━━━━━ LISTED ENTRIES ━━━━━

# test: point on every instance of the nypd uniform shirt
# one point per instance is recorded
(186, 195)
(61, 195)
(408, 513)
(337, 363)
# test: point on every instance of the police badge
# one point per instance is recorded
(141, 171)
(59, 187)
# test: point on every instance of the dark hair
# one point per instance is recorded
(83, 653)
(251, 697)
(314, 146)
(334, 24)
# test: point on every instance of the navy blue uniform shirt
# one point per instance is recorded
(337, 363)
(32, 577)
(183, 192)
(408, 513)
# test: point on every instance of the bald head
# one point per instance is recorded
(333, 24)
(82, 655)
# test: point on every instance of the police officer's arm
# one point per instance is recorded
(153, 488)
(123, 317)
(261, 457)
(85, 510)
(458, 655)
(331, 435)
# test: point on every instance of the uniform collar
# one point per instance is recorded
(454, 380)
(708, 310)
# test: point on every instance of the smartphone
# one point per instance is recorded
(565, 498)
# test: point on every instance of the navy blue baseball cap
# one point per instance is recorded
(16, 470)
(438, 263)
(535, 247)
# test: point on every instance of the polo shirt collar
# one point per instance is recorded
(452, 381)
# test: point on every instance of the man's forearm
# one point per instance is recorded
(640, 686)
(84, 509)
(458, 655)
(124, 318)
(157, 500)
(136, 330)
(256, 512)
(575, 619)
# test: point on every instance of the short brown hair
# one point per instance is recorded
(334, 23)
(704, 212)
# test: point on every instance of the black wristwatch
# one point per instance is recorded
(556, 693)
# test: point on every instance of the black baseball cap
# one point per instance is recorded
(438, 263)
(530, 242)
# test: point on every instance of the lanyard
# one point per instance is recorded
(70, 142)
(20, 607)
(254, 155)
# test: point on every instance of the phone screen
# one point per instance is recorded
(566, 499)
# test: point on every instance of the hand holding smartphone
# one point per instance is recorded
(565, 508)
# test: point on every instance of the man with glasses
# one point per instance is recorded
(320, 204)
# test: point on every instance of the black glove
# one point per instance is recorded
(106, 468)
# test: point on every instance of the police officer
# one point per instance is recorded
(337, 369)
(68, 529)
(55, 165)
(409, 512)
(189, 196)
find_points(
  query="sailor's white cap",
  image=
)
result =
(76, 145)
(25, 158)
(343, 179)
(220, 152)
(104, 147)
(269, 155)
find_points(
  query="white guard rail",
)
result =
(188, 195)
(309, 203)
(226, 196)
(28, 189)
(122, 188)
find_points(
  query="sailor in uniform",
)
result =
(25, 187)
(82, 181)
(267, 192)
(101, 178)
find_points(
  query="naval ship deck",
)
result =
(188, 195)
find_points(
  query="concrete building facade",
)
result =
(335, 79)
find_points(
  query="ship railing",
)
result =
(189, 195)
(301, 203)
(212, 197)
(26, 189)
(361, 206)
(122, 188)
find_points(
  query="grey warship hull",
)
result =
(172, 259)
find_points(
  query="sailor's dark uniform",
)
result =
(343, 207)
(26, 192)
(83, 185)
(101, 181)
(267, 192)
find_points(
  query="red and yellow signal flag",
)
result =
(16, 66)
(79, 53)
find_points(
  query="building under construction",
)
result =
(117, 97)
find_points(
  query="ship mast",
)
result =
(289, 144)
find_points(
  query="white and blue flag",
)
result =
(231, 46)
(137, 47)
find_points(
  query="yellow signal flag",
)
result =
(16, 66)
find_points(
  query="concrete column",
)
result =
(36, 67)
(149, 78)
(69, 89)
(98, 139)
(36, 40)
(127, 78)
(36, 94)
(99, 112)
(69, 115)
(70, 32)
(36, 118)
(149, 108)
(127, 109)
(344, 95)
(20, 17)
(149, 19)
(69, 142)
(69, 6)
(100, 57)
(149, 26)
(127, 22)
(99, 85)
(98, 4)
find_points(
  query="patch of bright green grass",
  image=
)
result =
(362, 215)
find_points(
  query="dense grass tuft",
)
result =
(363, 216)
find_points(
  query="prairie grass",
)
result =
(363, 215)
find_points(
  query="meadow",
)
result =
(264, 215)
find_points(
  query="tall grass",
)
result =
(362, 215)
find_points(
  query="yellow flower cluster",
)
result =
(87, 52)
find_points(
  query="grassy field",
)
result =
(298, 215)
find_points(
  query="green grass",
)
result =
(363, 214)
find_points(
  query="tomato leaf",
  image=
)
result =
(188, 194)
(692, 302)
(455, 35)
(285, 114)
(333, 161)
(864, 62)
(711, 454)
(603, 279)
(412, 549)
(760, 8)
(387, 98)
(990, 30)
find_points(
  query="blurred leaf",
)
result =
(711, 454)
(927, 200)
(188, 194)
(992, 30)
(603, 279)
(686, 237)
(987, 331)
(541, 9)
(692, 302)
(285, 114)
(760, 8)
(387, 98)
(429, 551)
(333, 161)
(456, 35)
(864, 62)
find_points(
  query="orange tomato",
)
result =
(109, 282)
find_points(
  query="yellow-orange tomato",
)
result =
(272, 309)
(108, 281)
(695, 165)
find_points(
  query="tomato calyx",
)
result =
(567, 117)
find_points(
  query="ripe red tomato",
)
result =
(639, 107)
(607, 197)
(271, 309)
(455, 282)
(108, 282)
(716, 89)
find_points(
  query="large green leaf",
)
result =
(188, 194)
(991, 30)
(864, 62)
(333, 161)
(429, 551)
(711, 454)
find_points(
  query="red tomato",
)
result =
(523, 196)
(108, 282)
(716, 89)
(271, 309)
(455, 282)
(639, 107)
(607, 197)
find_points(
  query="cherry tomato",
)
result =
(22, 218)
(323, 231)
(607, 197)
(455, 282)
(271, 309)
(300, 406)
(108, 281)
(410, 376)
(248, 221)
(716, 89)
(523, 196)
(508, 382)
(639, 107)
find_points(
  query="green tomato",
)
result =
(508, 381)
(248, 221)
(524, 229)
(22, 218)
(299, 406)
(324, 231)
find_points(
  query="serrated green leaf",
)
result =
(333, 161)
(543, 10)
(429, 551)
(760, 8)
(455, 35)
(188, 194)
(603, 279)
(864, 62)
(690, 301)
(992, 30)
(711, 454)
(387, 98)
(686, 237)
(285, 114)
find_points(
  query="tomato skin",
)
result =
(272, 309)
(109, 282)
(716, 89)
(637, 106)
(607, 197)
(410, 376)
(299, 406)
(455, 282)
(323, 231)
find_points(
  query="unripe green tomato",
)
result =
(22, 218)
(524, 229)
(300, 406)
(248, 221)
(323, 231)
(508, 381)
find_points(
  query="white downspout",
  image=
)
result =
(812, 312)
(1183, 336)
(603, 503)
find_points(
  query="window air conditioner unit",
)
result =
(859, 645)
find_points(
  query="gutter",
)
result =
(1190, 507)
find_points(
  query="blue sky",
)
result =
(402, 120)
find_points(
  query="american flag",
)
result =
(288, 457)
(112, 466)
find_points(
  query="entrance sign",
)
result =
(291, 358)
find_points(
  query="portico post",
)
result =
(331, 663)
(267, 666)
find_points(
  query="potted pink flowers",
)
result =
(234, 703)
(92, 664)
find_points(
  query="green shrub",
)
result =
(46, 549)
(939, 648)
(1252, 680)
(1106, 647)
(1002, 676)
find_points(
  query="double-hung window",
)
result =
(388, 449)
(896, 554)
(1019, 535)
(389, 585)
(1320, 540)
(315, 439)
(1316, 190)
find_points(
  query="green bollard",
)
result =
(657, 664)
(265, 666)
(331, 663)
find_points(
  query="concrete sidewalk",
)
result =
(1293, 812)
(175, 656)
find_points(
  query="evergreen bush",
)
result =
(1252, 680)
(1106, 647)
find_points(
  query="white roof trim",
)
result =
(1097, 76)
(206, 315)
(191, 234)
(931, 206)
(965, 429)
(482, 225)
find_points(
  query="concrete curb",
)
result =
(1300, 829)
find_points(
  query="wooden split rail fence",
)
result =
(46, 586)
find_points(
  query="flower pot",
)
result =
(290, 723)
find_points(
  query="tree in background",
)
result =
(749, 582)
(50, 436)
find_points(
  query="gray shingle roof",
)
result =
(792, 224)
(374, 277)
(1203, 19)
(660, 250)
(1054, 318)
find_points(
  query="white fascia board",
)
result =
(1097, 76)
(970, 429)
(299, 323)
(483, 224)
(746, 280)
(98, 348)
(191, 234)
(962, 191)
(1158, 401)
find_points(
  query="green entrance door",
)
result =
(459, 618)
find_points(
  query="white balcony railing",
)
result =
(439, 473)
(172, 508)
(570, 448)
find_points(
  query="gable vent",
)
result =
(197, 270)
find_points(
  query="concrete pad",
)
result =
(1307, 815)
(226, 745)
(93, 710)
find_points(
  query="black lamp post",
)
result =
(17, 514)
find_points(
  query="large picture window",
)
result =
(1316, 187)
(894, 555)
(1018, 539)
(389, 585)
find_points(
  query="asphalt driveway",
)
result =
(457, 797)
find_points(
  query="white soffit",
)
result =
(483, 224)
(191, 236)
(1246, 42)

━━━━━

**TASK OBJECTIVE**.
Every line above with the string "window" in it needs to be copied.

**REPLY TO THE EXERCISE**.
  query="window air conditioner unit",
  query="double-hung window",
  query="large picture window",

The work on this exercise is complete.